--- DATA FOR THIS TASK ---
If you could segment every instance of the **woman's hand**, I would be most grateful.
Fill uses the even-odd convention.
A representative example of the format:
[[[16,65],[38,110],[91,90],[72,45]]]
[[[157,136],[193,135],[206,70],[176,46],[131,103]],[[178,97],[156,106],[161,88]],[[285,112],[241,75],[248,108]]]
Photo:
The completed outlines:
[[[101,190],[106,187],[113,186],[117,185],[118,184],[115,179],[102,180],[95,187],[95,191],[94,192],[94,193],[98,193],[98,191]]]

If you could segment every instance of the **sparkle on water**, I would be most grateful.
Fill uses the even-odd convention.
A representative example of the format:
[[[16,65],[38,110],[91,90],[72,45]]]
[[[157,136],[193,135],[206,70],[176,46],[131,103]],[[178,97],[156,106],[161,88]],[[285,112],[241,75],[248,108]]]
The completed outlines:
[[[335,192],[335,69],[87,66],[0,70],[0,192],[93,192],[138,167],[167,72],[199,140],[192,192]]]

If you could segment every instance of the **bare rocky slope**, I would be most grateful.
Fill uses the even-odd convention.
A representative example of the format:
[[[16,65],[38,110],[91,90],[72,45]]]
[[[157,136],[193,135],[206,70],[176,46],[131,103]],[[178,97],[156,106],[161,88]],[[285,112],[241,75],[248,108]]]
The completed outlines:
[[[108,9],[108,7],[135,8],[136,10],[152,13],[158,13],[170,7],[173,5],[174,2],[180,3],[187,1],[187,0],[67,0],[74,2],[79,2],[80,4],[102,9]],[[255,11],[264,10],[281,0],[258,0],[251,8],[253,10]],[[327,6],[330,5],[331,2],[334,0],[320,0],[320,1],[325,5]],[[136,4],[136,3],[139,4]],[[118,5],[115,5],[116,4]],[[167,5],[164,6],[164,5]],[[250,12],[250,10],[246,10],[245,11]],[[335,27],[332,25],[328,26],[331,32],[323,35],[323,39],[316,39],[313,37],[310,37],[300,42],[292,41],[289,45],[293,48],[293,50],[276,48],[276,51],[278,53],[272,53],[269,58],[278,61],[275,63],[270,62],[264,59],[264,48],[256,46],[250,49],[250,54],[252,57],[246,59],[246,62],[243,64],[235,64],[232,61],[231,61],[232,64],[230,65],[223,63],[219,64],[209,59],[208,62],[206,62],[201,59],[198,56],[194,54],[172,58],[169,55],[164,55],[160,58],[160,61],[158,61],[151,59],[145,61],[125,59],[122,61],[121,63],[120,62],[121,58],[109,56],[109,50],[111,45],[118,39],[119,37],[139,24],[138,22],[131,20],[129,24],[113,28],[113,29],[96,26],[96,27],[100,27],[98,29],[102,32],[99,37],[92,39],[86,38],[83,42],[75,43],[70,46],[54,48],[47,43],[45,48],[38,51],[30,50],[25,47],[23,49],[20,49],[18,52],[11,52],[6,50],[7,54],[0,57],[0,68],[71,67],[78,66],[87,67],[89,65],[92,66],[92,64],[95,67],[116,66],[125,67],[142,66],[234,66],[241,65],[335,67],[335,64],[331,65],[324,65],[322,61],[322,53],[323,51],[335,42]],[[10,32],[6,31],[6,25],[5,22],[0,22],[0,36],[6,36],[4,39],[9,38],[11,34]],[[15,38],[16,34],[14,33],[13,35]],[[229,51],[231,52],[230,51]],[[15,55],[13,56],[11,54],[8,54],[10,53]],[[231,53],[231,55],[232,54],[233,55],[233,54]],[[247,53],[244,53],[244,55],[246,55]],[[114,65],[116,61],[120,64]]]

--- SHORT EXERCISE ---
Quote each line of the listing above exactly.

--- FINAL RESULT ---
If you could segment every instance of the **woman's hand**, I would be most grateful.
Fill uses the even-odd convention.
A representative example of the format:
[[[16,65],[38,110],[91,90],[72,45]]]
[[[157,136],[193,135],[206,70],[176,46],[131,103]],[[178,97],[156,106],[161,88]],[[285,112],[241,75],[248,108]]]
Photo:
The completed outlines:
[[[101,190],[106,187],[113,186],[117,185],[118,184],[115,179],[102,180],[95,187],[95,191],[94,192],[94,193],[98,193],[98,191]]]

If you could segment every instance of the **sparkle on water**, I would be most grateful.
Fill uses the even-odd convention.
A representative example of the format:
[[[16,65],[38,110],[91,90],[72,45]]]
[[[157,136],[193,135],[206,70],[176,46],[131,103]],[[178,97],[156,106],[161,88]],[[285,112],[241,75],[248,108]]]
The completed outlines:
[[[335,192],[335,69],[87,66],[0,70],[0,192],[93,192],[138,167],[167,72],[199,140],[192,192]]]

If you could segment every instance of the **bare rocky slope**, I would be most grateful.
Fill uses the even-odd convention.
A representative example of the format:
[[[16,65],[38,110],[91,90],[72,45]]]
[[[157,136],[193,135],[206,70],[176,46],[131,103]],[[178,97],[156,106],[161,88]],[[285,112],[241,75],[248,108]]]
The completed outlines:
[[[108,9],[108,7],[135,8],[136,10],[152,13],[158,13],[170,7],[173,5],[174,2],[180,3],[187,1],[187,0],[67,0],[74,2],[79,2],[80,4],[102,9]],[[255,11],[264,10],[281,0],[258,0],[251,8],[253,10]],[[327,6],[330,5],[331,2],[334,0],[320,0],[320,1],[325,5]],[[136,4],[136,3],[139,4]],[[118,5],[115,5],[116,4]],[[167,5],[164,6],[164,5]],[[250,12],[250,10],[246,10],[245,11]],[[335,27],[332,25],[328,26],[331,32],[323,35],[323,39],[316,39],[313,37],[310,37],[300,42],[292,41],[289,45],[293,48],[293,50],[276,48],[276,51],[278,53],[272,53],[269,58],[278,61],[275,63],[270,62],[264,59],[264,48],[256,46],[250,49],[250,54],[252,57],[246,59],[246,62],[243,64],[235,64],[232,61],[231,61],[232,64],[230,65],[223,63],[219,64],[209,59],[208,62],[206,62],[201,59],[198,56],[194,54],[172,58],[169,55],[164,55],[160,58],[160,61],[158,61],[151,59],[145,61],[125,59],[122,61],[121,63],[120,62],[121,58],[109,56],[109,50],[111,45],[118,39],[119,37],[139,24],[138,22],[131,20],[129,24],[113,28],[113,29],[96,26],[96,27],[100,27],[98,29],[102,32],[99,37],[92,39],[86,38],[83,42],[75,43],[70,46],[54,48],[47,43],[45,48],[38,51],[30,50],[25,47],[23,49],[20,49],[18,52],[11,52],[6,50],[7,54],[0,57],[0,68],[71,67],[78,66],[87,67],[89,65],[92,66],[92,64],[95,67],[116,66],[125,67],[142,66],[234,66],[241,65],[335,67],[335,64],[331,65],[324,65],[322,61],[322,53],[323,51],[335,42]],[[10,32],[6,31],[6,25],[5,22],[0,22],[0,36],[6,36],[4,39],[9,38],[11,34]],[[15,38],[16,34],[14,33],[13,35]],[[229,51],[231,52],[230,51]],[[15,55],[13,56],[11,54],[8,54],[10,53]],[[231,53],[231,55],[232,54],[233,55],[233,54]],[[247,53],[244,53],[244,55],[246,55]],[[114,65],[116,61],[120,64]]]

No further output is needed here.